-- WHAT IS NEEDED --
From the data below, copy exactly the lines that lie between the one holding "positive clicks: (108, 71) (108, 73)" and the one holding "positive clicks: (120, 72)", including both, and nothing more.

-- AVAILABLE DATA --

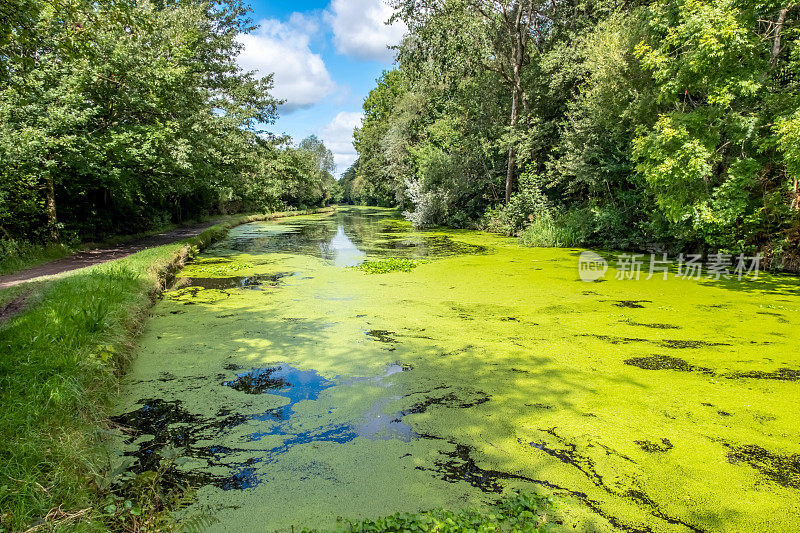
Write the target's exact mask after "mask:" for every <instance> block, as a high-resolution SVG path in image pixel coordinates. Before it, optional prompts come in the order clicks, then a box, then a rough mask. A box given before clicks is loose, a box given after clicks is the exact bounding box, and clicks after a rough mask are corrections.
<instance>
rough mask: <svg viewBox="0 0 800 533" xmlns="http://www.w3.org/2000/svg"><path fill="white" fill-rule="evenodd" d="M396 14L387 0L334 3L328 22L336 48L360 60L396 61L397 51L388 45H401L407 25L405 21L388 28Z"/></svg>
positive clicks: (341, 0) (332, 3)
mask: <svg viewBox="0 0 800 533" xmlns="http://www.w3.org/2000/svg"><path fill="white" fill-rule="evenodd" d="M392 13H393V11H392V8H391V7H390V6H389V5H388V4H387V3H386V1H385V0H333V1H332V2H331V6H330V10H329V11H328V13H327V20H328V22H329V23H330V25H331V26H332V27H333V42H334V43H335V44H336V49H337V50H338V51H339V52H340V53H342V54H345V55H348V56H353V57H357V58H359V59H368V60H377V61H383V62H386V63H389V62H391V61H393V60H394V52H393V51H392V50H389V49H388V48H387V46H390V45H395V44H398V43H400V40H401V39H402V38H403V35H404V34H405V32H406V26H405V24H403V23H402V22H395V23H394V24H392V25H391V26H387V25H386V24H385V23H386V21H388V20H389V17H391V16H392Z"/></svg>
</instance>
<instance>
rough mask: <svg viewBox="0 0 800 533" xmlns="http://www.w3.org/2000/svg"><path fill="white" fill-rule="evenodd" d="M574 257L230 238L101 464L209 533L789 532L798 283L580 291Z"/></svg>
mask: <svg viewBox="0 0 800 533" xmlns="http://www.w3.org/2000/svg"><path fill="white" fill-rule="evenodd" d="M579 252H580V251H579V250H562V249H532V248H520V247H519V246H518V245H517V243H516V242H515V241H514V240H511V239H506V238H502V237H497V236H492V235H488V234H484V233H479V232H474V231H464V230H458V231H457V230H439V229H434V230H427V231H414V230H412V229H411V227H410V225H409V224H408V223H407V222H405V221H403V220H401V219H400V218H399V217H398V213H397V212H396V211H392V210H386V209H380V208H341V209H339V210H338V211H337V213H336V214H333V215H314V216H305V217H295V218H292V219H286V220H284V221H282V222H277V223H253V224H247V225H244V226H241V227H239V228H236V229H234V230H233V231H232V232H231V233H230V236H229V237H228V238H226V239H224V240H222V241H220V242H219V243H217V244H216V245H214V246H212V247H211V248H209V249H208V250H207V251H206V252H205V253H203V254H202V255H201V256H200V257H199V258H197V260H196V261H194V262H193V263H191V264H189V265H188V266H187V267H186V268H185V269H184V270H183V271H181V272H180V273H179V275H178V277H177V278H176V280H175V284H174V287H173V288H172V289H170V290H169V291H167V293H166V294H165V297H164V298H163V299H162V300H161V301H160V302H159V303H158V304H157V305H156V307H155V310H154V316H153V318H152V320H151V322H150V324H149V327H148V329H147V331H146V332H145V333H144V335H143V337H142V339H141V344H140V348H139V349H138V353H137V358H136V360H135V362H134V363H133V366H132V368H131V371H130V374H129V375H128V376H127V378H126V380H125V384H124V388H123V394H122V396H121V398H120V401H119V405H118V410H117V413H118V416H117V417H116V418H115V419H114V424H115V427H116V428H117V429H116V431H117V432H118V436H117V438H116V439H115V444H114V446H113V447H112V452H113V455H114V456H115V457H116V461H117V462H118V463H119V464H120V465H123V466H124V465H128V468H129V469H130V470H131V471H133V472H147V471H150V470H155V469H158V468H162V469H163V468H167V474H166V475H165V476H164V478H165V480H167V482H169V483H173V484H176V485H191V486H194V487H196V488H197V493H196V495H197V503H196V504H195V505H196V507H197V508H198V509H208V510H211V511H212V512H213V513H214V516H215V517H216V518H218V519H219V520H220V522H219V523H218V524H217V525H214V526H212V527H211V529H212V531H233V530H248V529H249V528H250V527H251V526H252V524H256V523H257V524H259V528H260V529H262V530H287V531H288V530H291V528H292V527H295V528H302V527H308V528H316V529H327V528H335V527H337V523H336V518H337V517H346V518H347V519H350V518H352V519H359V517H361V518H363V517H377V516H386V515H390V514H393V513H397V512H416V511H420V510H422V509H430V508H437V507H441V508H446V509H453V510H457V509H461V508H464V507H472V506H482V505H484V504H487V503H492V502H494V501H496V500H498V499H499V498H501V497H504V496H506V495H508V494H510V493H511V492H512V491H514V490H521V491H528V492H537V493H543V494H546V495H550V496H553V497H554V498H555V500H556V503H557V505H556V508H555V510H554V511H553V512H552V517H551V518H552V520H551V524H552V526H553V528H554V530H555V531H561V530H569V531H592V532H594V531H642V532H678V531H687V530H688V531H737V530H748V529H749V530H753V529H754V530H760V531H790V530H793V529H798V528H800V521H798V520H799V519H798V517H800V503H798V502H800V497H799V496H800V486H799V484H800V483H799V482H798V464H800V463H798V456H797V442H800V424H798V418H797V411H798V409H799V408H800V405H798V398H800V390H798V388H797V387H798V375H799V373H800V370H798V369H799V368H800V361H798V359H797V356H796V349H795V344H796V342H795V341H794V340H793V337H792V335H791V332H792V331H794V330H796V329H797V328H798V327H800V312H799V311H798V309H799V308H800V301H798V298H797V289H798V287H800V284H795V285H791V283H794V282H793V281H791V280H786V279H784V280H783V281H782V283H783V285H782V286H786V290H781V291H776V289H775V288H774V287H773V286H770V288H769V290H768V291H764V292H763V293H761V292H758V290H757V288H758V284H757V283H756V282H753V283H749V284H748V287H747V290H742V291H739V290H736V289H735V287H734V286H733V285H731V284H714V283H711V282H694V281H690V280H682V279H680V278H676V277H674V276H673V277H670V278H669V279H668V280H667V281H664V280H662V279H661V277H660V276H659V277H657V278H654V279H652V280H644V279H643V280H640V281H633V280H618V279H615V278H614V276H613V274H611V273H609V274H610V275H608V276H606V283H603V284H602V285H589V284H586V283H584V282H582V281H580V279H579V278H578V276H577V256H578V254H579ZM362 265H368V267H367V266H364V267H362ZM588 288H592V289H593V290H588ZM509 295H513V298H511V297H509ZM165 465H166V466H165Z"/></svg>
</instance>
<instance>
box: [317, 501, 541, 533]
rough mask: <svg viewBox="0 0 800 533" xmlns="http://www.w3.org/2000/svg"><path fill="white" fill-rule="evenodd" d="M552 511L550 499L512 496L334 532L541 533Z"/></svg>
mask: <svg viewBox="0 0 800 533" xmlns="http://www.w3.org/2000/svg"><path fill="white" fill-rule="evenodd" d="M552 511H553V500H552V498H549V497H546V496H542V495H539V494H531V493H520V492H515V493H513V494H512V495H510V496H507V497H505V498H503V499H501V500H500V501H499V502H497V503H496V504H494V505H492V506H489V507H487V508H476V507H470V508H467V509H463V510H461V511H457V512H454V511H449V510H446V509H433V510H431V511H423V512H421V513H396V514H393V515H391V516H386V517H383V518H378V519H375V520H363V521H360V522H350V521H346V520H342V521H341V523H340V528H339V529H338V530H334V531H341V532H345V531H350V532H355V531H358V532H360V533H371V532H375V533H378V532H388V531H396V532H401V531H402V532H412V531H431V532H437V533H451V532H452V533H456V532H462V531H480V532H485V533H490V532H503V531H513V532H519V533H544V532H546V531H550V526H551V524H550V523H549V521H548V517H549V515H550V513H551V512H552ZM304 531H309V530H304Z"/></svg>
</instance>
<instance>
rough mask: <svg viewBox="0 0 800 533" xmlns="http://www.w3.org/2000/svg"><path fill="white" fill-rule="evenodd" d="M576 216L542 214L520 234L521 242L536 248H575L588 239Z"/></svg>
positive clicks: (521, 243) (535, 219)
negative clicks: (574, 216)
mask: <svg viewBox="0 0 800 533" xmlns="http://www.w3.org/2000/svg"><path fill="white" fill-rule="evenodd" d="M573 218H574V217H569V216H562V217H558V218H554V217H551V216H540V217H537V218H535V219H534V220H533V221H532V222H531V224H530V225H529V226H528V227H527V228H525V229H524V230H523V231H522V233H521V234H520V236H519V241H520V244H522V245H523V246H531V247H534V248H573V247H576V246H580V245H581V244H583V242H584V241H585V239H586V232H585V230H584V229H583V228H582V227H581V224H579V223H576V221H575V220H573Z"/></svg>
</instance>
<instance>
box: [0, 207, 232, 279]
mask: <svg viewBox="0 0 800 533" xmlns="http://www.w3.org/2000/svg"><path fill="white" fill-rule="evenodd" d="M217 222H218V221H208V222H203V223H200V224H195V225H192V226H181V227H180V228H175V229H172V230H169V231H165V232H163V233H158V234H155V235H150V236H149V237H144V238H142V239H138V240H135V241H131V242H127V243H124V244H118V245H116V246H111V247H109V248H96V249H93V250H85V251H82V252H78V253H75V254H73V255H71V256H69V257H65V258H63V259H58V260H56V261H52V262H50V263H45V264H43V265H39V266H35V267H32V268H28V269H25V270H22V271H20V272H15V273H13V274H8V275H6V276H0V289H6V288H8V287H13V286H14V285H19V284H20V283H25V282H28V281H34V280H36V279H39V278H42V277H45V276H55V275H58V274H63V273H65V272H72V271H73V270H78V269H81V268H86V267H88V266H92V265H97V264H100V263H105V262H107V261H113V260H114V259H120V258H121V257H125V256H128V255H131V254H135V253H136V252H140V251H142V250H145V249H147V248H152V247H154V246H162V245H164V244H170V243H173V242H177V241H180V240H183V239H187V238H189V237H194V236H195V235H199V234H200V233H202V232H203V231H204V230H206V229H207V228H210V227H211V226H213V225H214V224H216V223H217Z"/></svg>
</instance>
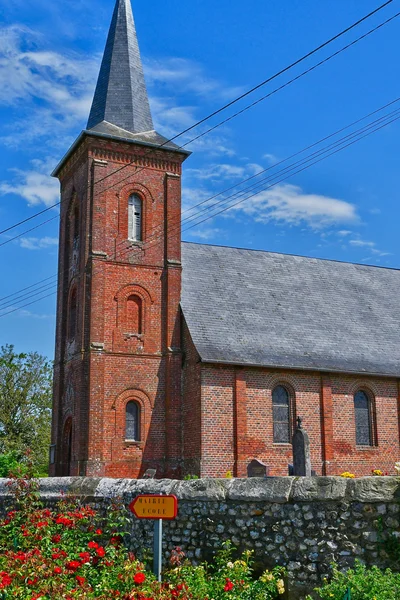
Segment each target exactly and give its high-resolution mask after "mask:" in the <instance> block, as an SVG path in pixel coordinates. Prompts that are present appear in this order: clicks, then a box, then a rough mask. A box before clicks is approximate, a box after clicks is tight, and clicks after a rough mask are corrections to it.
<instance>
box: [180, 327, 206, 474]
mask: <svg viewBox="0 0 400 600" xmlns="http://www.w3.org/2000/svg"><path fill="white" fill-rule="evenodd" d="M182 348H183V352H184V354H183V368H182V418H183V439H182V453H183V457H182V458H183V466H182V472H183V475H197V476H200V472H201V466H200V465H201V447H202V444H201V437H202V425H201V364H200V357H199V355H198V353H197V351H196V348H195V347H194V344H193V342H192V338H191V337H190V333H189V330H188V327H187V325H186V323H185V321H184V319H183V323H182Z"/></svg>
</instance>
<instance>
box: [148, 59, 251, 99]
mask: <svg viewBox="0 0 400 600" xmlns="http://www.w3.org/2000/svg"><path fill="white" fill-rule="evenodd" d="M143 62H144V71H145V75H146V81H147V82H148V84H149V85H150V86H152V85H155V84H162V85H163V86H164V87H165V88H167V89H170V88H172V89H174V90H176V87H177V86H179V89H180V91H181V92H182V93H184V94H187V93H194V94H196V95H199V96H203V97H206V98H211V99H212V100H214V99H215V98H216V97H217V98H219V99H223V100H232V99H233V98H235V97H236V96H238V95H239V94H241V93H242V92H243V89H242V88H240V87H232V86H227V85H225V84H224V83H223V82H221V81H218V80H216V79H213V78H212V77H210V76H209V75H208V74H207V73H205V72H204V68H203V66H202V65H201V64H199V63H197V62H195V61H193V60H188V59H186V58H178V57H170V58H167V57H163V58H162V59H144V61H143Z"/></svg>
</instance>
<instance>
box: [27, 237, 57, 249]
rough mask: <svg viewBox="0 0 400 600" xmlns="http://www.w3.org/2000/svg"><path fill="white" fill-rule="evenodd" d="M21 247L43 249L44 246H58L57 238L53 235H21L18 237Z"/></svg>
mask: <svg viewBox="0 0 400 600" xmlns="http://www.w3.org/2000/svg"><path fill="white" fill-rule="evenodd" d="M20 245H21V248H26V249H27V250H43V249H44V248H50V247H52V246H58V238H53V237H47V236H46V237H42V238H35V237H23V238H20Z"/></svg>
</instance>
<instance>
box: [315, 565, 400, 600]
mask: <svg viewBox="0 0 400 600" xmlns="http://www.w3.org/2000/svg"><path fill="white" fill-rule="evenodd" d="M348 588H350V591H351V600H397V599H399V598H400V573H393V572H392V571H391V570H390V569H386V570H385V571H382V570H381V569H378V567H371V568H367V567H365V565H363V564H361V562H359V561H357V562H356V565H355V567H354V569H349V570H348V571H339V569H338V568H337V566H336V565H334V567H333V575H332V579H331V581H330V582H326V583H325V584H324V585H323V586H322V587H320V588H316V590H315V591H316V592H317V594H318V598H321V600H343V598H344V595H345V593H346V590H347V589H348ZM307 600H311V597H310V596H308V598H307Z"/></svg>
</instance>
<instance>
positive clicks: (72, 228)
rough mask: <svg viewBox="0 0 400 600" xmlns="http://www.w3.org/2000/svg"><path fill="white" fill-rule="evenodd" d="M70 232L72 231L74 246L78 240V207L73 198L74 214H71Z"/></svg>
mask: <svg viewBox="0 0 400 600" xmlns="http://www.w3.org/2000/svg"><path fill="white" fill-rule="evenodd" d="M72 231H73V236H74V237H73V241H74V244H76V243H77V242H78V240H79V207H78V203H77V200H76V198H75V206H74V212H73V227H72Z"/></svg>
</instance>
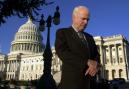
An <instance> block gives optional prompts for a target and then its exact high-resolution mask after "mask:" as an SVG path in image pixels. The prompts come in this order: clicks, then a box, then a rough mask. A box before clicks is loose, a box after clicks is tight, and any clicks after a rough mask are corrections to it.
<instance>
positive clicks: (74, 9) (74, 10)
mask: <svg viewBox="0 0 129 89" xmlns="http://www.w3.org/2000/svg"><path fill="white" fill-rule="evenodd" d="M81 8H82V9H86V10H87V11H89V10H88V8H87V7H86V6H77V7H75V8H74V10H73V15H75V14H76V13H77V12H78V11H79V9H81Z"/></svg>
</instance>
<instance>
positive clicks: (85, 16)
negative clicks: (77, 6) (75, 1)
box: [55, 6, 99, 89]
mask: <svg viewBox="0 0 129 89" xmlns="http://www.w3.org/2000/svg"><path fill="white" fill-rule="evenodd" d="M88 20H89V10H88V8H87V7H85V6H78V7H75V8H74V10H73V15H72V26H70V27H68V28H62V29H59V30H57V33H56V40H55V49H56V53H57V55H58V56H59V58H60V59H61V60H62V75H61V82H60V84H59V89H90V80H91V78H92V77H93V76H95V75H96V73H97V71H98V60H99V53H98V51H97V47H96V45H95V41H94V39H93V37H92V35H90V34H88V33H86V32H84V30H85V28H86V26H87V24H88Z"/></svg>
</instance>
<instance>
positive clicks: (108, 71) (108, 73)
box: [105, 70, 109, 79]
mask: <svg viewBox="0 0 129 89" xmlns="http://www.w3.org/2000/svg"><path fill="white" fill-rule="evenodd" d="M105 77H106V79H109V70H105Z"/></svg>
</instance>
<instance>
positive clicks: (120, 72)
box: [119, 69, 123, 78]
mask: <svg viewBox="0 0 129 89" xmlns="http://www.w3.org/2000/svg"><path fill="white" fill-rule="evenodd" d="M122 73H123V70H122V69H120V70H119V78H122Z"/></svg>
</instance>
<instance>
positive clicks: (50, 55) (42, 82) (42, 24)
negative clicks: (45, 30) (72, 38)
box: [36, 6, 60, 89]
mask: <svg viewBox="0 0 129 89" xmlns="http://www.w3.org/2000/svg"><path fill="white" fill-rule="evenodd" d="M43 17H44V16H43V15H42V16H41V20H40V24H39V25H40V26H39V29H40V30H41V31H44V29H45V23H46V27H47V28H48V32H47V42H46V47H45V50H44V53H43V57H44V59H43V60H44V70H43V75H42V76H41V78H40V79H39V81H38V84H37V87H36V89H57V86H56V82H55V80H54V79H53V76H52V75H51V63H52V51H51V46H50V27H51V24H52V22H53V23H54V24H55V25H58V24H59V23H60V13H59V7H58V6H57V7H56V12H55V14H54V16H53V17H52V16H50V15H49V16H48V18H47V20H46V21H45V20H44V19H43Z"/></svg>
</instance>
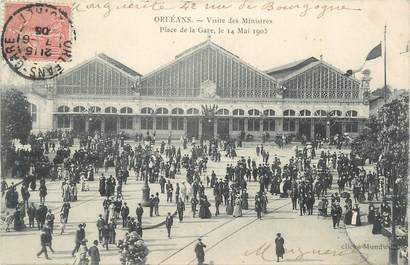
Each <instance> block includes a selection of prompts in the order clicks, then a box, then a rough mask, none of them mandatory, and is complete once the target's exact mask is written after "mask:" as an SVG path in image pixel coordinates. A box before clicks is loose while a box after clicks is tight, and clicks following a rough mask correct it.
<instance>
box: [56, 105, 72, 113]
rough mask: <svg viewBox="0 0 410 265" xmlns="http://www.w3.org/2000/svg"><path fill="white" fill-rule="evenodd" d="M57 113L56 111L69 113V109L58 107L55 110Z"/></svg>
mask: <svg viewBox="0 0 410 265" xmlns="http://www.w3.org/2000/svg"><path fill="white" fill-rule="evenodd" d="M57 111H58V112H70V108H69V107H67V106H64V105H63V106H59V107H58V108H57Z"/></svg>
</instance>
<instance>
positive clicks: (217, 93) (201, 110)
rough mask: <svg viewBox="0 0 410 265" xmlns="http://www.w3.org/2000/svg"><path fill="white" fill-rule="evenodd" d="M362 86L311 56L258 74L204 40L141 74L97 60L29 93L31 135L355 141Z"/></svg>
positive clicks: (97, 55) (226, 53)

-- WRITTEN ANSWER --
positive clicks: (108, 71) (108, 73)
box: [105, 70, 109, 79]
mask: <svg viewBox="0 0 129 89" xmlns="http://www.w3.org/2000/svg"><path fill="white" fill-rule="evenodd" d="M105 77H106V79H109V70H105Z"/></svg>
</instance>
<instance>
positive clicks: (120, 72)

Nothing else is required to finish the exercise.